-- PASSAGE FOR REVIEW --

= Beginning of Section =

Powell To Step Down Over Iraq

"Armitage recently told national security adviser Condoleezza Rice that he and Powell will leave on Jan. 21, 2005, the day after the next Presidential inauguration," sources close to the conversation told The Washington Post.

Citing sources, who requested anonymity, the daily said that Bush is expected to appoint hard-liners to take the helm of the world’s sole superpower’s foreign policy, noting that Rice and deputy Secretary of Defense Paul Wolfowitz are the leading candidates for drafting the U.S. foreign policy in the days ahead.

"Although Bush appears to value the range of opinions he has received from his chief national security advisers, he may feel free if he wins a second term to realign his foreign policy more closely to the harder-edged, conservative view exemplified by Vice President Cheney and Defense Secretary Donald H. Rumsfeld," the Post quoted Zbigniew Brzezinski, President Jimmy Carter’s national security adviser, as saying.

Bush recently named Rice as his personal representative on the Middle East conflict, a move that some State Department officials view as an audition for Secretary of State.

Rice "is an honest, fabulous person, and America is lucky to have her service, period," the daily quoted Bush as saying at a news conference before departing for his August vacation.

But Rice’s image has been tarnished by the fallout over the administration’s use of faulty intelligence about Iraq’s weapons, raising questions about her scrutiny of the materials and the veracity of her public statements.

The Post also named Sen. Richard G. Lugar (R-Ind.), the centrist chairman of the Foreign Relations Committee who is a strong supporter of Powell, as one of the most likely candidates for the department of state.

Senate Democrats said that Wolfowitz is considered more of a strategic thinker than a manager that he could be tapped as Rice’s replacement as national security adviser if she became secretary of state, the daily added.

= End of Section =

-- BRIEF 1 --
Revise the Powell resignation article starting with "But Rice’s image" and going on through "department of state.", replacing "tarnished" with "damaged".
-- BRIEF 2 --
Please resume the Powell resignation article from where it stops and carry it forward.
The material after this point is separate from the Powell resignation article.

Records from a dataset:
= Beginning of Section =

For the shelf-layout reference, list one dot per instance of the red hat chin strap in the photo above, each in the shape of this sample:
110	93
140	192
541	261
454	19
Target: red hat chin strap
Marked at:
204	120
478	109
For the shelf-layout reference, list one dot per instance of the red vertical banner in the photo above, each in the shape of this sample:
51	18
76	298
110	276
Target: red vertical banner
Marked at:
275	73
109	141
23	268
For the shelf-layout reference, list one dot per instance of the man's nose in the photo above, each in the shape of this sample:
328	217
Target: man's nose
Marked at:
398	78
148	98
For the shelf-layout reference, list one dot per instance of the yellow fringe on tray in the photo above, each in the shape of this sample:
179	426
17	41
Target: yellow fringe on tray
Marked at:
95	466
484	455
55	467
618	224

= End of Section =
= Beginning of Section =

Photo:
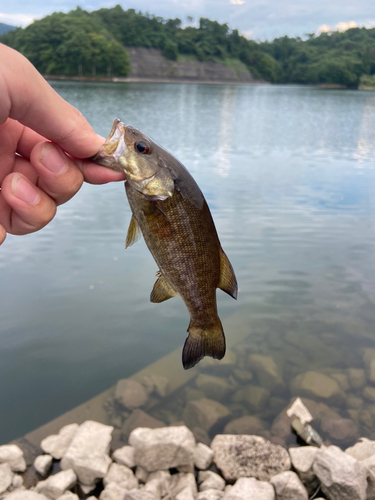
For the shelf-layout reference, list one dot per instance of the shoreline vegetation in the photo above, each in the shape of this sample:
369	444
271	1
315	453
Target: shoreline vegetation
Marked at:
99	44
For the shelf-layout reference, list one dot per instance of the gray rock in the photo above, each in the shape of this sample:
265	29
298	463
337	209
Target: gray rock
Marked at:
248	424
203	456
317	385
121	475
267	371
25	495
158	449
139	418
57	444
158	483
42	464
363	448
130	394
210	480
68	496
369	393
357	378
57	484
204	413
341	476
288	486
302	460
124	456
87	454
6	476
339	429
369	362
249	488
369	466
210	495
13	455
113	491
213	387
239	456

= End of Section =

-- REPLY 1 --
But Rice’s image has been damaged by the fallout over the administration’s use of faulty intelligence about Iraq’s weapons, raising questions about her scrutiny of the materials and the veracity of her public statements.

The Post also named Sen. Richard G. Lugar (R-Ind.), the centrist chairman of the Foreign Relations Committee who is a strong supporter of Powell, as one of the most likely candidates for the department of state.

-- REPLY 2 --
‘Embarrassed’

Although Powell had told his close associates that the resignation was due to "a commitment made to my wife" rather than any dismay at the administration’s foreign policy or Iraq’s alleged WMDs, analysts see that Powell has been embarrassed by the failure to find much evidence of chemical, biological or nuclear weapons programs.

In February, Powell presented a much-anticipated report on Iraq to the U.N. Security Council, but no clear-cut evidence was available in the passionate hour-long presentation, that included vague "intercepted" phone calls, space images and video-clips.

The daily further said that Director of Central Intelligence George Tenet, who is already the third longest serving CIA chief, is expected to quit soon, particularly after he had admitted on July 11 in a surprise move that he was to blame for the key error that President Bush had included in his January 28 State of the Union Address to Congress, that Iraq was trying to procure nuclear material from Africa, and of course for allowing Bush to mislead the American people.

The Post said that Rep. Porter J. Goss (R-Fla.), chairman of the House Permanent Select Committee on Intelligence and a former CIA case officer, is considered a strong possibility to replace Tenet.

Almost four months into the end of the U.S.-led war on Iraq, the U.S. and its closes ally the U.K. now face credibility problems after insisting all along that the Arab country’s WMDs posed an imminent security threat.